INSTRUCTIONS:
[a] In the passage about the elementals, why did man dread the night?
[b] Pull out every line of the entries that contains the word "shelter".

DOCUMENT EXCERPT:
········
Time came when an occasional appearance was viewed with alarm, and was thought to be an omen of evil. Recognizing this mistaken fear on the part of man, the elementals ultimately came to realize for him the dangers he apprehended, and they banded together to terrify him. They found strong allies in an order of existence which was generated when physical death made its appearance, as we shall soon see; and their combined forces began to manifest themselves at night, for which man had a dread as being the enemy of his protector, the Sun.
········
SUPPLIED MATERIAL:
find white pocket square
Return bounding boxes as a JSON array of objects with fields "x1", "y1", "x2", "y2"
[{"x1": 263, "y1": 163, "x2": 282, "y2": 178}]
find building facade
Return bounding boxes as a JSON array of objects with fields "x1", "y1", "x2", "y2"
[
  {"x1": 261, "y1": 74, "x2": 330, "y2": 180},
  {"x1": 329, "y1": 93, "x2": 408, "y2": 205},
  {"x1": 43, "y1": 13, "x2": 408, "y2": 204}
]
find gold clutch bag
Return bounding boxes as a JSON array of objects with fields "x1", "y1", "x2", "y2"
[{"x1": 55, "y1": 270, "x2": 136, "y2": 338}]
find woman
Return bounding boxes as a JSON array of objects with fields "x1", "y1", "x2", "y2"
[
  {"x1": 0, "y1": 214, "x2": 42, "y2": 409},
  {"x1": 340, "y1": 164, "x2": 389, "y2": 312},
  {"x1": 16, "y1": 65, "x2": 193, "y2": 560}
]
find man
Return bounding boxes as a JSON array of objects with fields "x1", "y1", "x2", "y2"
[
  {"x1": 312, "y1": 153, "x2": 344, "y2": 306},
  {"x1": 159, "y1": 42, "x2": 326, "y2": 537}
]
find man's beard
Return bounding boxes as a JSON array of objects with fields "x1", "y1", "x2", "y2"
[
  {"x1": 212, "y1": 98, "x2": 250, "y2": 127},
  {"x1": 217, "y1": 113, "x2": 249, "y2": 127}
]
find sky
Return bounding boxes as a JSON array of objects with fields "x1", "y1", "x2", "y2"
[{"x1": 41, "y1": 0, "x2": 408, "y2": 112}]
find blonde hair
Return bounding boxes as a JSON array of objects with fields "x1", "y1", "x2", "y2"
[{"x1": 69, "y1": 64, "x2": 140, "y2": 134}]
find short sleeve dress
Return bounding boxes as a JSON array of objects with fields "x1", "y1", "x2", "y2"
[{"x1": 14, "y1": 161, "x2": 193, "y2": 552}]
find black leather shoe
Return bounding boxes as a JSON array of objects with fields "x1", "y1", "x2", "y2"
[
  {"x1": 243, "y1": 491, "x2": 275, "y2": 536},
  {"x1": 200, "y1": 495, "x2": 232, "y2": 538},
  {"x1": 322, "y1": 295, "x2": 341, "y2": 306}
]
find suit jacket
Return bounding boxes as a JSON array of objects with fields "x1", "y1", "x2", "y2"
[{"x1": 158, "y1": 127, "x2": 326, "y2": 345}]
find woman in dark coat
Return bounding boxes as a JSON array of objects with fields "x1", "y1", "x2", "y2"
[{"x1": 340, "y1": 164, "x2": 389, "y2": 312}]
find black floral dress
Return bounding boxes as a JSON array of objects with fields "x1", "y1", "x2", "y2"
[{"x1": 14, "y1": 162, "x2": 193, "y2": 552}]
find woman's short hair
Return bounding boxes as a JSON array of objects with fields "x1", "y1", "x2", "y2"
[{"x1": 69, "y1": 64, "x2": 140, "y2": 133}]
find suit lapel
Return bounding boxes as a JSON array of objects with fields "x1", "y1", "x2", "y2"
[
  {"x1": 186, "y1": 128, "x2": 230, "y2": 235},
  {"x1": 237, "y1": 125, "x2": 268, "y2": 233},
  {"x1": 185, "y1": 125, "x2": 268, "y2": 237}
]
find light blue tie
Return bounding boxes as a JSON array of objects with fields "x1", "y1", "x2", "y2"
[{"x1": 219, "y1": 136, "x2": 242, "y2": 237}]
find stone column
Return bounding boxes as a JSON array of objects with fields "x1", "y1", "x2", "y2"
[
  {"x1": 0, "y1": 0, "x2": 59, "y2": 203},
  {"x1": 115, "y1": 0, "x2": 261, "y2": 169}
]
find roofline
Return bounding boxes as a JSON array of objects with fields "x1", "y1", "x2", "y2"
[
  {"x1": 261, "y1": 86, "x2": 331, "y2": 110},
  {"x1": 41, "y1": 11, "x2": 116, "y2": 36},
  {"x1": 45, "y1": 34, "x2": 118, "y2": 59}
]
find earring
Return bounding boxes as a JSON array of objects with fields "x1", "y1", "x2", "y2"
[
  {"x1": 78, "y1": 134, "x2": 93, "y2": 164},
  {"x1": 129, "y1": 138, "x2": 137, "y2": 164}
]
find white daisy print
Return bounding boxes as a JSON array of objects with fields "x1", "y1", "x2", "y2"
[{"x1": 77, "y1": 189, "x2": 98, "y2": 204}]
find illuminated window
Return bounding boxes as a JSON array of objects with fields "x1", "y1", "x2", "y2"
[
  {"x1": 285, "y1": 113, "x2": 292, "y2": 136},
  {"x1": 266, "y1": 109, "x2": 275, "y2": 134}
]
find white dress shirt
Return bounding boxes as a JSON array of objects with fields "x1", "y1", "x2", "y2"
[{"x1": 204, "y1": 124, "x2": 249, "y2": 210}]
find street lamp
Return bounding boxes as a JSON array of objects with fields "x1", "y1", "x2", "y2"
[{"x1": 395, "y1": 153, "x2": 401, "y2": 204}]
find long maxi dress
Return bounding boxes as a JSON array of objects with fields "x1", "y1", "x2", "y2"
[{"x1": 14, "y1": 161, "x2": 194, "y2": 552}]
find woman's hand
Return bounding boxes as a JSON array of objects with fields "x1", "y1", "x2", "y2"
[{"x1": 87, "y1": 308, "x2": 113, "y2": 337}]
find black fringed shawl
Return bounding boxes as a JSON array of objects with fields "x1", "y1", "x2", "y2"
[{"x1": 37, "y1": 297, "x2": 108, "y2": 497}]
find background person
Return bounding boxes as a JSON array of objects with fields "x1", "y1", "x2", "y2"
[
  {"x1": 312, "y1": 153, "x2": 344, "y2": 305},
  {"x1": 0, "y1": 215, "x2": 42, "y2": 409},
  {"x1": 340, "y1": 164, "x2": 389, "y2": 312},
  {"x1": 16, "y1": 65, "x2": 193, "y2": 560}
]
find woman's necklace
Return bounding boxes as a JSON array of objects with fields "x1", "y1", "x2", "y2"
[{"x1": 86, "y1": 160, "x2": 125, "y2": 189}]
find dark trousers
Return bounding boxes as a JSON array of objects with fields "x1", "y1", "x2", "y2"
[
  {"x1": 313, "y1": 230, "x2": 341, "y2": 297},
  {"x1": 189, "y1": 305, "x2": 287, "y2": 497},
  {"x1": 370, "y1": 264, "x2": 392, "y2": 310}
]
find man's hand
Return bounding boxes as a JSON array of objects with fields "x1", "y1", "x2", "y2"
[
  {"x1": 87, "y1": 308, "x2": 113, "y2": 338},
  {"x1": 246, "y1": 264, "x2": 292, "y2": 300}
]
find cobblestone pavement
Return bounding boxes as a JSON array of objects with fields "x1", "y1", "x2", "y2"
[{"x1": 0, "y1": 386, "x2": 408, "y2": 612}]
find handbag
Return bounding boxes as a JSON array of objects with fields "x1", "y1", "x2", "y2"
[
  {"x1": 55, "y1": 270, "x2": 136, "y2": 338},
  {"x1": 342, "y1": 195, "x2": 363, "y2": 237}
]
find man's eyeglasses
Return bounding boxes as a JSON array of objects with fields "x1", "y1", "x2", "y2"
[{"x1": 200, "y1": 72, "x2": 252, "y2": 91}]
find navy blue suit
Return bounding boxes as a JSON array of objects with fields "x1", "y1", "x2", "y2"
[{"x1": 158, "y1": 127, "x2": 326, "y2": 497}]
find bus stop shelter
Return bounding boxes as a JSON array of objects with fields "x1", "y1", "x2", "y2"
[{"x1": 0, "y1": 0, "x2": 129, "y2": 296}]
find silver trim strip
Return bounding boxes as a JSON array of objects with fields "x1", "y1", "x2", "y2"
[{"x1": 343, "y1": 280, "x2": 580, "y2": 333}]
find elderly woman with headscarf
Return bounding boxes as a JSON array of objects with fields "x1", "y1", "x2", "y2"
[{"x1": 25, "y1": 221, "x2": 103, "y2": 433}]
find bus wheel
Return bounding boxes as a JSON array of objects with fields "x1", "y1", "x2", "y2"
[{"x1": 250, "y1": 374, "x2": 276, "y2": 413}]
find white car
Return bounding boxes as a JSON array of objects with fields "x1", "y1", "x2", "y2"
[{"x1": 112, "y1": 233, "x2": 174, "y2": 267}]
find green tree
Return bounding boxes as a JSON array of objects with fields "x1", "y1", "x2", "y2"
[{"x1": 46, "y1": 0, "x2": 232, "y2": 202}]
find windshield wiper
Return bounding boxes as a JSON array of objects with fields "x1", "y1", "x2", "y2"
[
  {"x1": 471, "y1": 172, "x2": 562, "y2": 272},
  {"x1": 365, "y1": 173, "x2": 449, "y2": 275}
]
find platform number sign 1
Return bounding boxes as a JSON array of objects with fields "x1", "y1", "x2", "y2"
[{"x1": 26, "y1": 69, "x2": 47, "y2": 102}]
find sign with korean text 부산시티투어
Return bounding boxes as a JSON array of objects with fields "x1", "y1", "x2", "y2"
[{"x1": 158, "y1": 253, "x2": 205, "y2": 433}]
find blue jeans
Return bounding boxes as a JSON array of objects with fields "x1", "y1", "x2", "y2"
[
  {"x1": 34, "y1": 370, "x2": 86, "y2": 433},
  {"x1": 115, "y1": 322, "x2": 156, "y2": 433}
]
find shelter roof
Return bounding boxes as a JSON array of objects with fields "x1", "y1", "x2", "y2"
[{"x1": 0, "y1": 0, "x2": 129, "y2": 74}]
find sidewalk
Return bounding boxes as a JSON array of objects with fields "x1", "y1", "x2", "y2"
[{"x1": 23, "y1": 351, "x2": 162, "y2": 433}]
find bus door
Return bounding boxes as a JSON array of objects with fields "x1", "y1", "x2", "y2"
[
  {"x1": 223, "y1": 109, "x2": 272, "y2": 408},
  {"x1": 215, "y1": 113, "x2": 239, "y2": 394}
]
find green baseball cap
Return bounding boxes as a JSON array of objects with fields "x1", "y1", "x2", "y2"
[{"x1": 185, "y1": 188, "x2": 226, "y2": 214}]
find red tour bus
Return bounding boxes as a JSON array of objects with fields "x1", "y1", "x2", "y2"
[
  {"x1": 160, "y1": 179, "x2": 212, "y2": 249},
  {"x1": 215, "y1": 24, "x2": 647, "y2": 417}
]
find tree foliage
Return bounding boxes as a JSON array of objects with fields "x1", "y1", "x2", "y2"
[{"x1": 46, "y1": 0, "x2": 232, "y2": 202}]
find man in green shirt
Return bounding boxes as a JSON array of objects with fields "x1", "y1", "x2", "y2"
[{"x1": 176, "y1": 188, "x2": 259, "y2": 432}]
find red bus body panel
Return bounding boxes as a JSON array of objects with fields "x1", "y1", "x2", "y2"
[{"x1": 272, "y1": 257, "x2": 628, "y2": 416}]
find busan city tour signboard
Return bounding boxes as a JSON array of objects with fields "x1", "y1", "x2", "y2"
········
TASK SOLUTIONS:
[a] He saw the night as the enemy of his protector, the Sun.

[b]
find bus stop shelter
find shelter roof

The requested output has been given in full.